**Assignment:**
From the entries that follow, copy each line in which "bird" appears.

**Extracted material:**
* * * * * * * * *
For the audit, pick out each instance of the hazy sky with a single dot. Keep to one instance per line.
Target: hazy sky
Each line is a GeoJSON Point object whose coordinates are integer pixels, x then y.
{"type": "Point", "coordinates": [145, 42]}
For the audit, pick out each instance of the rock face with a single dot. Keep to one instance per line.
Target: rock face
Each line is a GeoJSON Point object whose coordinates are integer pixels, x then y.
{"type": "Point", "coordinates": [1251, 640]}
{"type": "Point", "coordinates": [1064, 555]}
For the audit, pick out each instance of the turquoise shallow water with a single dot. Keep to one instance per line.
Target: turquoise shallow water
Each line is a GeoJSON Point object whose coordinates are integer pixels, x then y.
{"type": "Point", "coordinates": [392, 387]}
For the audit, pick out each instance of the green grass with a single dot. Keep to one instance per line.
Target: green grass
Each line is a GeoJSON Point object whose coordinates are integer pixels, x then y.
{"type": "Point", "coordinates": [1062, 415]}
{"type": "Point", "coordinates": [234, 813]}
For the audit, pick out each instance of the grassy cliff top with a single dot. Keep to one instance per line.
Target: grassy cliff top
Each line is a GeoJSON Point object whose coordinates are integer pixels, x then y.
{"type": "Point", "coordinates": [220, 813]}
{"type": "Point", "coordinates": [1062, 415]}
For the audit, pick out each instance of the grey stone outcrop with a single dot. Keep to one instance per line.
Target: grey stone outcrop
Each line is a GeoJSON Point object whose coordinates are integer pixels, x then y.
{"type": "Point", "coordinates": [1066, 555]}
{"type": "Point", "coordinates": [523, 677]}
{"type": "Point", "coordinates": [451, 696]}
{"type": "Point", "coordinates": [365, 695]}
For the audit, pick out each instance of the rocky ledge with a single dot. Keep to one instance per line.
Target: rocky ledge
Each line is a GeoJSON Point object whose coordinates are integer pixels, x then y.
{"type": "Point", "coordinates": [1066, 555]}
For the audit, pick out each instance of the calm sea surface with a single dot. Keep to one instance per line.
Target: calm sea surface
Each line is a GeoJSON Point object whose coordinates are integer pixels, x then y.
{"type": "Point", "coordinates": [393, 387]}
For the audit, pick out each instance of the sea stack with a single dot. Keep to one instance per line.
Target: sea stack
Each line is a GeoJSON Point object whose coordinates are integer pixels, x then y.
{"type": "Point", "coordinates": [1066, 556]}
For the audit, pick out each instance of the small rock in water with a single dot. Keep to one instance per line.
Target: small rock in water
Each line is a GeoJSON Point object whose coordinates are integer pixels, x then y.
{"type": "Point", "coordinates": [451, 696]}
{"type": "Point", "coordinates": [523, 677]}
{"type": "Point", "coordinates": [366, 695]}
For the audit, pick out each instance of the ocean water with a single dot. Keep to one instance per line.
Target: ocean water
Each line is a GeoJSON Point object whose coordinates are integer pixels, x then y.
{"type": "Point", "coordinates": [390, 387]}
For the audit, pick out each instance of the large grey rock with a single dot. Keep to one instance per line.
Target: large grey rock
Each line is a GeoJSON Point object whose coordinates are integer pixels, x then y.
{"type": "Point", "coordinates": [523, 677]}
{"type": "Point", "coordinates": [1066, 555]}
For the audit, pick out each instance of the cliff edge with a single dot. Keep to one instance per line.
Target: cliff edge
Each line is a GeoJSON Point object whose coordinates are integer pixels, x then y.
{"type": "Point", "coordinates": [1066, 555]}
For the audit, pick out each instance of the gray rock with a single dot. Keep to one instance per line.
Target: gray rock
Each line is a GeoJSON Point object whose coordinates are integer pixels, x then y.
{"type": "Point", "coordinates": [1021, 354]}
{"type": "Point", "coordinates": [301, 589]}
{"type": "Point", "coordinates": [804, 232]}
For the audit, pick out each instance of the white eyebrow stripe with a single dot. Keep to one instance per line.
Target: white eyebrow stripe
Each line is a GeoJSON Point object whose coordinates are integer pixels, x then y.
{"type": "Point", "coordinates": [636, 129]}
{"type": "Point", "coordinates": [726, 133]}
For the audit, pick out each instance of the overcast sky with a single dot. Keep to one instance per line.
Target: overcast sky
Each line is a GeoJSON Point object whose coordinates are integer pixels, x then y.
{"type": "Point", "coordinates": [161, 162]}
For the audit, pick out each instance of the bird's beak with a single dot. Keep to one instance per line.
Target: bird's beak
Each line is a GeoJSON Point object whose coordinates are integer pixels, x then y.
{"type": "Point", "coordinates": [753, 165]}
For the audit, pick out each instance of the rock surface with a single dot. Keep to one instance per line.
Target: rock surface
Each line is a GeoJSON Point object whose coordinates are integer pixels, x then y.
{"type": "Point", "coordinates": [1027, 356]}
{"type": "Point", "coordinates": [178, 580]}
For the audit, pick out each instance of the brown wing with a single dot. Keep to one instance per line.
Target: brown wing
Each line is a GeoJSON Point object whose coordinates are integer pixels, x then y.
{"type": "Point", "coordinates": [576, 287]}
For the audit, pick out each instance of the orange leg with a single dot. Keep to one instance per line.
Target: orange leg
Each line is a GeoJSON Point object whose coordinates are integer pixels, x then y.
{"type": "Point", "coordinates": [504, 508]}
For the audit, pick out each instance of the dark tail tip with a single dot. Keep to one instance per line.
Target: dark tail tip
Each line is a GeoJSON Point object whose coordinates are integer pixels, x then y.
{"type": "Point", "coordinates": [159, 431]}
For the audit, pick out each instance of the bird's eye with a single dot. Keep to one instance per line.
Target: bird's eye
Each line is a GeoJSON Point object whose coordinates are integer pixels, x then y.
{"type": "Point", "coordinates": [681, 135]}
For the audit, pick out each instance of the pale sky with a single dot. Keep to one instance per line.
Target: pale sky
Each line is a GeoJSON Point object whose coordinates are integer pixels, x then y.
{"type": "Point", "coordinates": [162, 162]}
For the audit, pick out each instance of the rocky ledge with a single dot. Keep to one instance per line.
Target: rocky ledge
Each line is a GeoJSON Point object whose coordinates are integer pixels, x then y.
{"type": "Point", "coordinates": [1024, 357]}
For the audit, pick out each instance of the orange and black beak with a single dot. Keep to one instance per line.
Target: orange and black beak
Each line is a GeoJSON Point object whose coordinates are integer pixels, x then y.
* * * * * * * * *
**Response to the task:**
For the audit, pick out each instance of the bird's beak with a single dot. Keep to one instance per line.
Target: bird's beak
For the audit, pick out each instance of the bird's eye with a single dot. Keep to one instance per line.
Target: bird's eye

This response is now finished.